■ **DATA ENTRIES**:
····················
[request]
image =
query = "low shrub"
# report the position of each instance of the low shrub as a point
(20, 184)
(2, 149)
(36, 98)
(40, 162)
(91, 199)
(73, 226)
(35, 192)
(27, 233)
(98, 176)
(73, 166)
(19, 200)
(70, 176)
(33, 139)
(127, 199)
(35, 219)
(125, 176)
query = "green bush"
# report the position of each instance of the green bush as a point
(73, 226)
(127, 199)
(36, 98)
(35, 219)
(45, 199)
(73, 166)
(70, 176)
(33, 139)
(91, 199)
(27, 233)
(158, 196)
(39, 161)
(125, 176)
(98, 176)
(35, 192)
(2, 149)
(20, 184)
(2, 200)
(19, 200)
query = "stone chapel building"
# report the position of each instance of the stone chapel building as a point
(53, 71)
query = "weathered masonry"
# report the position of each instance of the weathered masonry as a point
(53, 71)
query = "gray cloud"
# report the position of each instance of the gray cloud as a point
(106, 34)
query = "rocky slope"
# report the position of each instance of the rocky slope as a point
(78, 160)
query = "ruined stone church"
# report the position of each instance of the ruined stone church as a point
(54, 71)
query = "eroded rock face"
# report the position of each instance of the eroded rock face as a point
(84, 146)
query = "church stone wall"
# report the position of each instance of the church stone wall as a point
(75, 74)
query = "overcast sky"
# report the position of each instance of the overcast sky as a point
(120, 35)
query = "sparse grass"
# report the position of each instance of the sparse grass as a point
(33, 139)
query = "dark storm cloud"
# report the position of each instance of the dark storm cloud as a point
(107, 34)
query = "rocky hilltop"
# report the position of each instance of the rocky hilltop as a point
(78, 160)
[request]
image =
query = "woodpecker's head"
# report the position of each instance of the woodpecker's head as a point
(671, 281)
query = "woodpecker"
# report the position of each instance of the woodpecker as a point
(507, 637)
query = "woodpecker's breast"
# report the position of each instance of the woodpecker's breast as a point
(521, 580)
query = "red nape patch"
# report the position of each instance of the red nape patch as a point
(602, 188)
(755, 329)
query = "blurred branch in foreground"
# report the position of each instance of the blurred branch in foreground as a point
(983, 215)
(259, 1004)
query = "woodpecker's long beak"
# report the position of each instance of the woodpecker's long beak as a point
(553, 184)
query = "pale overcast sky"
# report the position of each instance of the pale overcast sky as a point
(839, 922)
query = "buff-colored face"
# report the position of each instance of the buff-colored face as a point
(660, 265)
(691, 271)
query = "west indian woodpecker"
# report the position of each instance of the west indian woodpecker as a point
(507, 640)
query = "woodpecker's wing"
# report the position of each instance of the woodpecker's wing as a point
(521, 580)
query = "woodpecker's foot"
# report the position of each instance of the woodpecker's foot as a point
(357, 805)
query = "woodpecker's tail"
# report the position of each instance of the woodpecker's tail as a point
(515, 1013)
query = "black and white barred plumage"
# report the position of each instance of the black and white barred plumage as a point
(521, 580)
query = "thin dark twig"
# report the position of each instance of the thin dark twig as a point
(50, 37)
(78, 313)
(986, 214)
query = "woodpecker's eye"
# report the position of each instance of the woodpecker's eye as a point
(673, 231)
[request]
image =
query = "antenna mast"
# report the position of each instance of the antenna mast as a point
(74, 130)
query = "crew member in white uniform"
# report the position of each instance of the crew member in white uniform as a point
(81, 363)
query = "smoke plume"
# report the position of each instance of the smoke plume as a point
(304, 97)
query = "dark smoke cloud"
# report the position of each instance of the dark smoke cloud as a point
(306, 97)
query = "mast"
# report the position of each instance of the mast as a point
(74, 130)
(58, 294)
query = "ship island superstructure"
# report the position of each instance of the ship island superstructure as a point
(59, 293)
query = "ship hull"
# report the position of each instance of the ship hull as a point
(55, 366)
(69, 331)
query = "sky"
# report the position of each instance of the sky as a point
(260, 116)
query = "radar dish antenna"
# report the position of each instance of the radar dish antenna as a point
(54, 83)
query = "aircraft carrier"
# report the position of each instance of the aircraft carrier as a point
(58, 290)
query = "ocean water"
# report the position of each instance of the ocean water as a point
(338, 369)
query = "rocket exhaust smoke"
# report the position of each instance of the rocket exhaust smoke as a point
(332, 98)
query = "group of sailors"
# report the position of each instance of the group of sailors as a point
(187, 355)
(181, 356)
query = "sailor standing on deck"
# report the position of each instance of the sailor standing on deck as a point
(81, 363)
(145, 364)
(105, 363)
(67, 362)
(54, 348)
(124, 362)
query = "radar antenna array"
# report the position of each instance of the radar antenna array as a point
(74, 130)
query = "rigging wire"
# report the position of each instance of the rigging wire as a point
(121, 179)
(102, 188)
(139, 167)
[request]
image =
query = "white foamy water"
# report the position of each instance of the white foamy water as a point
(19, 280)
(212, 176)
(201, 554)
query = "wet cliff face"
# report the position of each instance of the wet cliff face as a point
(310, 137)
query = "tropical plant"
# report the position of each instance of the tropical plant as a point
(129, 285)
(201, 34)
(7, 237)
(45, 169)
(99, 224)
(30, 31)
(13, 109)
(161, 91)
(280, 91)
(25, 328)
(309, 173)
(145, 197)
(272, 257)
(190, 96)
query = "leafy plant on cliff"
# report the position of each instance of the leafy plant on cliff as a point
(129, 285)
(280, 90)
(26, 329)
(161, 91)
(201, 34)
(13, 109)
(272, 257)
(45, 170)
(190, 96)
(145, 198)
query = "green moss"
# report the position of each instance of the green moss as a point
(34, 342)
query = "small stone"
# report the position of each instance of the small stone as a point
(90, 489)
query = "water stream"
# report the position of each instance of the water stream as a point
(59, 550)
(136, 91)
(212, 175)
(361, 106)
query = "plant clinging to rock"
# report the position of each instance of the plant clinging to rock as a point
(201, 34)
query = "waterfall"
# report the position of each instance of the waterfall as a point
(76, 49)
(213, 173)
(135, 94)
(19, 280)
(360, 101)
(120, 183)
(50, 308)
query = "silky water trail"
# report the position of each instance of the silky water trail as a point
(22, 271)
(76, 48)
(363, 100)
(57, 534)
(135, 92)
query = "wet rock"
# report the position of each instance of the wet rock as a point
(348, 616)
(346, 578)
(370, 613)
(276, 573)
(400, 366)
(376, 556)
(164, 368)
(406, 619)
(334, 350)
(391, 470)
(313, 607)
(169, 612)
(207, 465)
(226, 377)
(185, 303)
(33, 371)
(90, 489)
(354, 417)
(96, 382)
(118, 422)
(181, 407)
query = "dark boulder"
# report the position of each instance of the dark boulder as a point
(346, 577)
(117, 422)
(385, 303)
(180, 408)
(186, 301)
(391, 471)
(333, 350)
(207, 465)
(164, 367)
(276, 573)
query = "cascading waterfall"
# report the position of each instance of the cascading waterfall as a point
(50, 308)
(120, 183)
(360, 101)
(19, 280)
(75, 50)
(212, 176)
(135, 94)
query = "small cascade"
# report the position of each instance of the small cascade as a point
····················
■ **WHAT YOU ARE ASKED TO DO**: Reproduce all of the records exactly.

■ **ANSWER FOR THIS EXERCISE**:
[request]
image =
query = "low shrub"
# report the position of each instance of the low shrub as a point
(20, 184)
(2, 149)
(36, 98)
(40, 162)
(91, 199)
(73, 226)
(35, 192)
(27, 233)
(98, 176)
(73, 166)
(19, 200)
(70, 176)
(33, 139)
(127, 199)
(35, 219)
(125, 176)
query = "green bush"
# report the position of each instance of the green bush as a point
(73, 226)
(127, 199)
(36, 98)
(35, 219)
(45, 199)
(73, 166)
(70, 176)
(33, 139)
(91, 199)
(27, 233)
(158, 196)
(39, 161)
(125, 176)
(98, 176)
(35, 192)
(2, 149)
(20, 184)
(2, 200)
(19, 200)
query = "stone chapel building"
# report the position of each instance of the stone chapel building as a point
(53, 71)
query = "weathered masonry"
# report the position of each instance of the weathered masonry as a point
(53, 71)
query = "gray cloud"
# report the position of each instance of the gray cloud as a point
(106, 34)
query = "rocky slope"
# report the position of each instance of the rocky slope as a point
(78, 160)
query = "ruined stone church"
# report the position of each instance of the ruined stone church as a point
(54, 71)
query = "eroded rock face"
# report the position of each instance of the eroded rock face as a point
(84, 146)
query = "church stone wall"
# report the position of each instance of the church stone wall as a point
(75, 74)
query = "overcast sky"
# report the position of each instance of the overcast sky as a point
(120, 35)
query = "sparse grass"
# report the position of each instance of the sparse grass as a point
(33, 139)
query = "dark storm cloud"
# report the position of each instance of the dark storm cloud as a point
(107, 34)
query = "rocky hilltop"
# report the position of each instance of the rocky hilltop as a point
(78, 160)
[request]
image =
query = "woodpecker's head"
# report the position of each instance of the woodpecker's head as a point
(671, 281)
query = "woodpecker"
# report the position of each instance of the woodpecker as a point
(507, 637)
query = "woodpecker's breast"
# report the position of each instance of the woodpecker's breast as a point
(521, 580)
query = "red nape patch"
# report the position of each instance of the red nape patch as a point
(602, 188)
(755, 329)
query = "blurred branch in foreground"
# report the position of each instance of the blurred branch in foreground as a point
(983, 215)
(259, 1004)
query = "woodpecker's long beak"
# report the position of each instance of the woodpecker's long beak as a point
(553, 184)
query = "pale overcast sky"
# report the position of each instance of the pale overcast sky as a point
(839, 922)
query = "buff-colored face"
# report the position of each instance of the buff-colored face as a point
(660, 265)
(691, 271)
query = "west indian woodpecker"
# report the position of each instance of the west indian woodpecker as a point
(507, 640)
query = "woodpecker's wing"
# report the position of each instance of the woodpecker's wing as a point
(521, 580)
query = "woodpecker's foot"
# report the position of each instance of the woodpecker's foot as a point
(357, 805)
query = "woodpecker's tail"
# report the position of each instance of the woodpecker's tail as a point
(515, 1013)
query = "black and white barred plumage"
# report the position of each instance of the black and white barred plumage as a point
(521, 580)
query = "thin dark twig"
# report the position of each instance of the thin dark twig as a point
(50, 37)
(78, 313)
(986, 214)
query = "woodpecker's eye"
# report the position of each instance of the woodpecker's eye as a point
(673, 231)
[request]
image =
query = "antenna mast"
# report the position of each instance of the antenna mast as a point
(74, 130)
query = "crew member in white uniform"
# report the position of each instance of the crew member in white uniform as a point
(81, 363)
query = "smoke plume"
# report the position of each instance of the smoke plume as a point
(304, 97)
query = "dark smoke cloud"
# report the position of each instance of the dark smoke cloud as a point
(306, 97)
query = "mast"
# report the position of each instance of the mast as a point
(74, 130)
(58, 294)
query = "ship island superstructure"
# report the position of each instance of the ship island superstructure as a point
(59, 293)
query = "ship hull"
# report the position of each instance of the ship hull as a point
(55, 366)
(69, 331)
query = "sky"
# report the position of each instance of the sky as a point
(260, 116)
query = "radar dish antenna"
# report the position of each instance of the radar dish antenna as a point
(54, 83)
query = "aircraft carrier"
# report the position of each instance of the aircraft carrier as a point
(58, 290)
query = "ocean water"
# report the position of each instance of the ocean water as a point
(338, 369)
query = "rocket exhaust smoke"
# report the position of each instance of the rocket exhaust smoke as a point
(332, 98)
query = "group of sailors"
# report the position of each instance of the group of sailors as a point
(187, 355)
(181, 356)
query = "sailor standing on deck"
# report the position of each instance of the sailor standing on deck as a point
(81, 363)
(145, 364)
(105, 363)
(67, 362)
(54, 348)
(124, 362)
query = "radar antenna array"
# report the position of each instance of the radar antenna array as a point
(74, 130)
query = "rigging wire"
# report the position of each instance of the rigging wire as a point
(121, 179)
(102, 188)
(139, 167)
[request]
image =
query = "white foamy water"
# report the position of each instance of the white foamy water as a point
(19, 280)
(212, 176)
(201, 554)
query = "wet cliff face"
# report the position of each instance of the wet cliff face as a point
(310, 137)
query = "tropical plant"
# report the position of each instance of the tropical plant as a point
(129, 285)
(201, 34)
(7, 237)
(45, 169)
(99, 224)
(30, 31)
(13, 109)
(161, 91)
(280, 91)
(25, 328)
(309, 173)
(145, 197)
(272, 257)
(190, 96)
query = "leafy plant on cliff"
# report the position of each instance of the leafy plant on cliff as a point
(129, 285)
(280, 90)
(26, 329)
(161, 91)
(201, 34)
(13, 109)
(272, 257)
(45, 170)
(190, 96)
(145, 198)
query = "green moss"
# report the position of each instance of the green moss as a point
(34, 342)
query = "small stone"
# report the position of each instance of the small stone as a point
(90, 489)
query = "water stream"
# report the position of each instance of the water stream as a point
(59, 550)
(136, 91)
(212, 175)
(361, 106)
query = "plant clinging to rock"
# report the position of each instance of the plant clinging to rock as a point
(201, 34)
query = "waterfall"
# report the position of each instance of the waterfall as a point
(76, 49)
(213, 173)
(135, 94)
(19, 280)
(360, 101)
(120, 183)
(50, 308)
query = "silky water trail"
# report the position of each instance of the silky water trail as a point
(22, 271)
(76, 48)
(363, 100)
(57, 534)
(135, 92)
query = "wet rock"
# report the position of each instance of the wet rock as a point
(348, 616)
(346, 578)
(370, 613)
(276, 573)
(400, 366)
(376, 556)
(164, 368)
(406, 619)
(334, 350)
(391, 470)
(313, 607)
(169, 612)
(207, 465)
(226, 377)
(185, 303)
(33, 371)
(90, 489)
(354, 417)
(96, 382)
(118, 422)
(181, 407)
query = "dark boulder"
# report the position of each instance of the dark boulder as a point
(346, 577)
(117, 422)
(385, 303)
(180, 408)
(186, 301)
(391, 471)
(333, 350)
(207, 465)
(164, 367)
(276, 573)
query = "cascading waterfall"
# report the position of each instance of the cascading waterfall as a point
(50, 308)
(120, 183)
(360, 101)
(19, 280)
(75, 50)
(212, 176)
(135, 94)
query = "small cascade"
# report the position of each instance of the small cascade as a point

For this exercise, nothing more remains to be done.